▶ [Work to complete]: Write out the data word for word, beginning with its first line and ending after the line that contains "column 314, row 224".
+++ The input +++
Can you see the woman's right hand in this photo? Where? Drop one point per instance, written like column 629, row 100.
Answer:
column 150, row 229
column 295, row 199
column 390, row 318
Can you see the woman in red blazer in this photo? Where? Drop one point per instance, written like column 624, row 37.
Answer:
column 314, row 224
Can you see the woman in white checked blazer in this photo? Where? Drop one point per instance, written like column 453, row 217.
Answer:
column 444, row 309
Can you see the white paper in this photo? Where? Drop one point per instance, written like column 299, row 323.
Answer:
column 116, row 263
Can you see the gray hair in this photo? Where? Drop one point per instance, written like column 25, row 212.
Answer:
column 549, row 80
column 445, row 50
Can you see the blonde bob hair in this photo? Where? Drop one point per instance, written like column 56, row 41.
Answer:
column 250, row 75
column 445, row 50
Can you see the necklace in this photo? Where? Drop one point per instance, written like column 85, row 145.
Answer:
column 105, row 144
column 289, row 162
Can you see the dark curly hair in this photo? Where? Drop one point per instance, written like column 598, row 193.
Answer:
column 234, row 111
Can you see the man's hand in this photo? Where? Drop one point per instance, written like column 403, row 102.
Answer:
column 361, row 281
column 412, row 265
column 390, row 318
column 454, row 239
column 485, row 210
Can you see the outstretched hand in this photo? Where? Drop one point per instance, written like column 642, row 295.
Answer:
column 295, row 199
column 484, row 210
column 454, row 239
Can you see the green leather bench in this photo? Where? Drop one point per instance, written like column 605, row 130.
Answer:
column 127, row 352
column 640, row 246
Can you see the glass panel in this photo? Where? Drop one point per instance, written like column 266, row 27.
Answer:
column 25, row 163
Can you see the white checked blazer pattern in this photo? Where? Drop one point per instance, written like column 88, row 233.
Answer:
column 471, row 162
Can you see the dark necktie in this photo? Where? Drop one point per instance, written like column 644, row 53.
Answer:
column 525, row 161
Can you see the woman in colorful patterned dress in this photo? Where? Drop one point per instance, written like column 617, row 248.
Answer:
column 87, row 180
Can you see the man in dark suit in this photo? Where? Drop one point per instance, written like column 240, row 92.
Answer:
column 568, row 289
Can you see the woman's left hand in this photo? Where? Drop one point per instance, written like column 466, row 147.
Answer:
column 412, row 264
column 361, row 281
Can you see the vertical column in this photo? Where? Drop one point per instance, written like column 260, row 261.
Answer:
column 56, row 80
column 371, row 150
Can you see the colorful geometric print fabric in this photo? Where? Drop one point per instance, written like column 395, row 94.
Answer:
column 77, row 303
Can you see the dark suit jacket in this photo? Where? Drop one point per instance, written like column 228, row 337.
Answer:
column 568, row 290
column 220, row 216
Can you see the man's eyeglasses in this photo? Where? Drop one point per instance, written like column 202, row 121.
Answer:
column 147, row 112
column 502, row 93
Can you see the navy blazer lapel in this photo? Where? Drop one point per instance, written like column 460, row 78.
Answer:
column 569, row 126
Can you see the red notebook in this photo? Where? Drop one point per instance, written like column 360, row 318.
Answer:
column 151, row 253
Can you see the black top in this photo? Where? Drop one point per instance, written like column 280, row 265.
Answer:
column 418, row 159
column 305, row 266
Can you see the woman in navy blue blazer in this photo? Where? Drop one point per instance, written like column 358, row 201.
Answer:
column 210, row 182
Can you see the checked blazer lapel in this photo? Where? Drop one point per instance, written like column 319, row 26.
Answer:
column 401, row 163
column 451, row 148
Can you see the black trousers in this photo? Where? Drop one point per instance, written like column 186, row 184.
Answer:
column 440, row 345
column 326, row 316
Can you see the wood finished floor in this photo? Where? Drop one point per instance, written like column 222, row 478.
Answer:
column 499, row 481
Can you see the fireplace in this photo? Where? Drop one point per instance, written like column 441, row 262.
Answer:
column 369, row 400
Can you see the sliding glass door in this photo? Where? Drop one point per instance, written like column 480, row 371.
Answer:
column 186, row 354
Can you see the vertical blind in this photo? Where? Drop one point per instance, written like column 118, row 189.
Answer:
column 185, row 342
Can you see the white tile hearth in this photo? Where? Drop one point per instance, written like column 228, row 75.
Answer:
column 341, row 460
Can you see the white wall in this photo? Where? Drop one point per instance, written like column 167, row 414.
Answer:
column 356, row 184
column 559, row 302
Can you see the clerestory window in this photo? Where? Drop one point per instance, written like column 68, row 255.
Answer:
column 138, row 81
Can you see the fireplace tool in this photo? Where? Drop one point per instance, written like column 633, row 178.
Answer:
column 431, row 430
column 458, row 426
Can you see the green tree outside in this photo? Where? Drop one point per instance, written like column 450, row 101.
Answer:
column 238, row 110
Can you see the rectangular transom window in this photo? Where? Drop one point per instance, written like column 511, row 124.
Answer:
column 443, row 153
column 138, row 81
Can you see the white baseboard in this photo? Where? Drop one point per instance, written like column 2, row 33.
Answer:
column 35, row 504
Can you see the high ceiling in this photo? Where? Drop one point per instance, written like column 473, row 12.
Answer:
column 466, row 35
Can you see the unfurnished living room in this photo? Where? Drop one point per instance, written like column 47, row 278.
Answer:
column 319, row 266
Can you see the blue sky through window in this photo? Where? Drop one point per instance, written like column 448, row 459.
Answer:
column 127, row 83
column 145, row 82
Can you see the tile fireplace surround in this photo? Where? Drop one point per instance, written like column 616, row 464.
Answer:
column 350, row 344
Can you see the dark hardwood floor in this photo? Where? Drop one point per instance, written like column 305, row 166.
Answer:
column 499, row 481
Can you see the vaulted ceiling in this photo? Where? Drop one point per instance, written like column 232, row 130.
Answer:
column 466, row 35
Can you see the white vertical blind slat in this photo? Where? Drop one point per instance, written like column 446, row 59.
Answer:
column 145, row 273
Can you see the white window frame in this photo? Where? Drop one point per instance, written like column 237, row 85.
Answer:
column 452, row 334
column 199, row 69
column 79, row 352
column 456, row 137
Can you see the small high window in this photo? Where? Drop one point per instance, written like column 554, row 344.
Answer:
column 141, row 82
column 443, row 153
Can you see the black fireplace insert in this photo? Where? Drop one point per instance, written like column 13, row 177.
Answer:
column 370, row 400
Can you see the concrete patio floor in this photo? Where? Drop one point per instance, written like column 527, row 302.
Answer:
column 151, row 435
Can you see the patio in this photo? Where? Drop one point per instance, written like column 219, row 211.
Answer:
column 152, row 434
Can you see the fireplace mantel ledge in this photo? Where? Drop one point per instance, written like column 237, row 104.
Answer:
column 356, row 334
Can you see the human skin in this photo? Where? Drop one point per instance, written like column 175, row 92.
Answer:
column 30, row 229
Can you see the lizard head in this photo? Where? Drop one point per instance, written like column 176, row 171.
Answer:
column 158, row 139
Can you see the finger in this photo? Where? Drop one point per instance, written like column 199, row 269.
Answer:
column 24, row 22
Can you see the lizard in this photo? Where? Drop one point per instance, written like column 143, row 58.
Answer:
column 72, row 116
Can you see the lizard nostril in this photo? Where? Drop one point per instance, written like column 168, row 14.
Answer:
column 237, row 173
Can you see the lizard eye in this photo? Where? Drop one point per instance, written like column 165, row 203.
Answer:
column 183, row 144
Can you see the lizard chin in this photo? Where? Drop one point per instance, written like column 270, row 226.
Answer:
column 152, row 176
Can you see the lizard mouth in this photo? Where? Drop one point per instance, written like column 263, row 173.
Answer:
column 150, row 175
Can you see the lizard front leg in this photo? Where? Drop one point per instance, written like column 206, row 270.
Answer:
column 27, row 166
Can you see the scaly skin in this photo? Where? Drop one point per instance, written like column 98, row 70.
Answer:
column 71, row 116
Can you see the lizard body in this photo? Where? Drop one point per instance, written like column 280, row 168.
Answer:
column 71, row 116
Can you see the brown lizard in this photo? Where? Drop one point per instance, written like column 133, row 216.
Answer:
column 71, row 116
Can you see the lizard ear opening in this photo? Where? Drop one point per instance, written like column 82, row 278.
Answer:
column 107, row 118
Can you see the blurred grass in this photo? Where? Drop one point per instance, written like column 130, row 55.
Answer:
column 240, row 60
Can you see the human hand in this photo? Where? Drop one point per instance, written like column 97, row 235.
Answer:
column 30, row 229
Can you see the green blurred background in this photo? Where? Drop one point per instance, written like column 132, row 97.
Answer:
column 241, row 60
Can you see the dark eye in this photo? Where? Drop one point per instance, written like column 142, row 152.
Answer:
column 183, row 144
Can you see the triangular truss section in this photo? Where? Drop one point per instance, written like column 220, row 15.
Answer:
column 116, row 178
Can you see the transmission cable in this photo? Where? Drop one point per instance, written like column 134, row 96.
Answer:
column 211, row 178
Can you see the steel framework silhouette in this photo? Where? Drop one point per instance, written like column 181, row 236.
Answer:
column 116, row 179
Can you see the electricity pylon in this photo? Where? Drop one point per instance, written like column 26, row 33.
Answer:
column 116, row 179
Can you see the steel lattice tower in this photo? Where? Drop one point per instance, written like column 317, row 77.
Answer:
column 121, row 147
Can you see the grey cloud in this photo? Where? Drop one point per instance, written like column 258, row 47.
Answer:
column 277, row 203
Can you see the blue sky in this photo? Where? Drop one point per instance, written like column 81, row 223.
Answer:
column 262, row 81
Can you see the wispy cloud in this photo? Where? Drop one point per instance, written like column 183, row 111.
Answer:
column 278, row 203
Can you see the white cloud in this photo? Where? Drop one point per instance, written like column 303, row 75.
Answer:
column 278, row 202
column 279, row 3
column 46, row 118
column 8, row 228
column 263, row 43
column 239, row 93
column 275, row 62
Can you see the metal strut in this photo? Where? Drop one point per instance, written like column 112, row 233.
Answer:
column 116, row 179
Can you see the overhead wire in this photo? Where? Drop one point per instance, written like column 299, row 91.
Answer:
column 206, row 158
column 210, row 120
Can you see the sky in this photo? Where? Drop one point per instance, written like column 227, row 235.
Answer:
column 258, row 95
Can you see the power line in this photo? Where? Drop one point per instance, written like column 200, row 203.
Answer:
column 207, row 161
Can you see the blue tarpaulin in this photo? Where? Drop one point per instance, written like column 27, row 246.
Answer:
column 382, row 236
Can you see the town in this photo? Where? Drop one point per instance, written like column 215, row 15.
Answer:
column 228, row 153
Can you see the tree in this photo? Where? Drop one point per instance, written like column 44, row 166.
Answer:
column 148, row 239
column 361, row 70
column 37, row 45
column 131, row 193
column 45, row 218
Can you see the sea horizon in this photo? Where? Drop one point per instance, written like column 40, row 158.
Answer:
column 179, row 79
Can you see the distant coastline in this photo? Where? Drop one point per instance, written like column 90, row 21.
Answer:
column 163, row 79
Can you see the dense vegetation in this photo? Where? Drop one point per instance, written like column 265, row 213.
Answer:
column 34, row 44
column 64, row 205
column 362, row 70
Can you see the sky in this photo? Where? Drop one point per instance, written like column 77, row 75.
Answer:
+++
▶ [Solution]:
Can you see the woman's right hand in this photo? Where? Drop one point per instance, written like column 629, row 100.
Answer:
column 150, row 229
column 295, row 199
column 390, row 318
Can you see the woman in red blazer in this photo? Where? Drop one point per instance, written like column 624, row 37.
Answer:
column 314, row 224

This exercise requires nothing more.